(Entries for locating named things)
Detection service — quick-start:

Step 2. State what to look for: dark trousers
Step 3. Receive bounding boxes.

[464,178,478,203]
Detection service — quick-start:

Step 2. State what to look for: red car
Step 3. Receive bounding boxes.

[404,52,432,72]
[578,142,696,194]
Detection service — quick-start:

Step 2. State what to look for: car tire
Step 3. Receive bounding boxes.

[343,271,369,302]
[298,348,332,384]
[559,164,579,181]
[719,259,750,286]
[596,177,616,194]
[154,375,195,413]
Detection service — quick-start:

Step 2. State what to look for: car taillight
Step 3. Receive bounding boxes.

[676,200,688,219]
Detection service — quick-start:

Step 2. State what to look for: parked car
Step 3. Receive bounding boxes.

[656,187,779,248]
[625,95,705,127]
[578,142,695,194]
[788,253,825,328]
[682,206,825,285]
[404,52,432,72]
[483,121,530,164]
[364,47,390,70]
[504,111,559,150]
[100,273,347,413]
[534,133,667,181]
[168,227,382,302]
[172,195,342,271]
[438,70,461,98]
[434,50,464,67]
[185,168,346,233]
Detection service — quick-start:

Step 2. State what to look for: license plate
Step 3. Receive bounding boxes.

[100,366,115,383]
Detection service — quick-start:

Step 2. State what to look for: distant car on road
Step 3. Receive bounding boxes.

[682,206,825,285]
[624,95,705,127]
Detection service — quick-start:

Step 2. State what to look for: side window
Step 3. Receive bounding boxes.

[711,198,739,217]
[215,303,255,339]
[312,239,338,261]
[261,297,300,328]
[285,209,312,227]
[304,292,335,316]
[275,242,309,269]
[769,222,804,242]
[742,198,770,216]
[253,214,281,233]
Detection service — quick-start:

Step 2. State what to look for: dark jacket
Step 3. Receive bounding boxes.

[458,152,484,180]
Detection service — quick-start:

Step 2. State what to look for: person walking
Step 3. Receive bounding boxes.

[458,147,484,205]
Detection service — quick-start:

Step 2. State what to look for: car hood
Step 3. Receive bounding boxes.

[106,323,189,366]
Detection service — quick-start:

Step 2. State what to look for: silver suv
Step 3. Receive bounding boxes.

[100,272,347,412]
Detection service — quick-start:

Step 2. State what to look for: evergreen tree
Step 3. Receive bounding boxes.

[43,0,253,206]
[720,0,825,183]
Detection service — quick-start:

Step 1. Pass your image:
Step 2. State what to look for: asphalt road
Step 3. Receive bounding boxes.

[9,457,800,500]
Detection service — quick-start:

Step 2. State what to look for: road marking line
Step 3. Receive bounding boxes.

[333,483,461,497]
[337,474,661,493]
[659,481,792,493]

» **WHAT IS NEEDED**:
Reproduce every line of the listing above word for word, from start to finish.

» **WRITTEN ANSWER**:
Detection service — quick-start:

Step 2. State what to look for: dark trousers
Step 3. Receive bounding boxes.

[464,178,478,203]
Detection service — quick-start:

Step 2. State what to look for: red car
Step 3. Receive bounding boxes.

[404,52,432,72]
[578,142,696,194]
Detection service — quick-start:

Step 2. State what to look for: car tire
Step 3. Receive bounding boxes.

[343,271,369,302]
[298,348,332,384]
[559,164,579,181]
[719,259,750,286]
[596,177,616,194]
[154,375,195,413]
Detection service — quick-start:

Step 2. State what to look for: car taillight
Step 3. Receive bounding boxes.

[676,200,688,219]
Detection service — quick-start:

Step 2. State what to look for: parked car
Step 3. Receive bounding boxes.

[656,187,779,248]
[625,95,705,127]
[578,142,695,194]
[788,253,825,328]
[682,206,825,285]
[404,52,432,72]
[483,121,530,164]
[364,47,390,70]
[504,111,559,150]
[100,273,347,413]
[534,133,667,181]
[168,227,382,302]
[172,195,342,271]
[438,70,461,98]
[434,50,464,67]
[185,168,346,233]
Detection service — quick-start:

Step 2. State what to look for: license plate
Step 3. Receive bounding boxes.

[100,366,115,383]
Detection service — quick-start:

Step 2. State what to look for: distant car on road
Step 3. Receive bounding boxes.

[682,206,825,285]
[624,95,705,127]
Detection service — quick-start:

Step 2. State what to look for: side window
Step 3. Receive bounding boxes.

[711,198,739,217]
[215,303,255,339]
[312,239,338,261]
[261,297,300,328]
[285,209,312,227]
[304,292,335,316]
[275,242,309,269]
[769,222,804,242]
[742,198,770,216]
[253,214,281,233]
Detection service — quick-start:

Step 2. State what to look for: dark jacket
Step 3. Receive bounding boxes.

[458,152,484,180]
Detection service — quick-start:

Step 2. State what to look for: person walking
Step 3. Receive bounding boxes.

[458,147,484,205]
Detection service — quick-start:

Step 2. State what to look for: car hood
Step 3. Receive bounding boxes.

[106,323,189,366]
Detection service — quick-start:

Step 2. State what to look for: silver suv
Step 3. Receive bounding boxes.

[100,272,347,412]
Detection service — quick-start:

Step 2. State what to look for: evergreen tree
Step 3. Receive bounding boxes.

[43,0,253,206]
[720,0,825,183]
Detection service — quick-start:

Step 1. Pass your image:
Step 2. State what to look for: asphalt road
Step 3. Receive bounding boxes.

[9,457,800,500]
Detection service — quick-start:

Step 2. State what to look for: road marking line
Step 3. Receive bounding boxes.

[333,483,461,497]
[337,474,661,493]
[659,481,792,493]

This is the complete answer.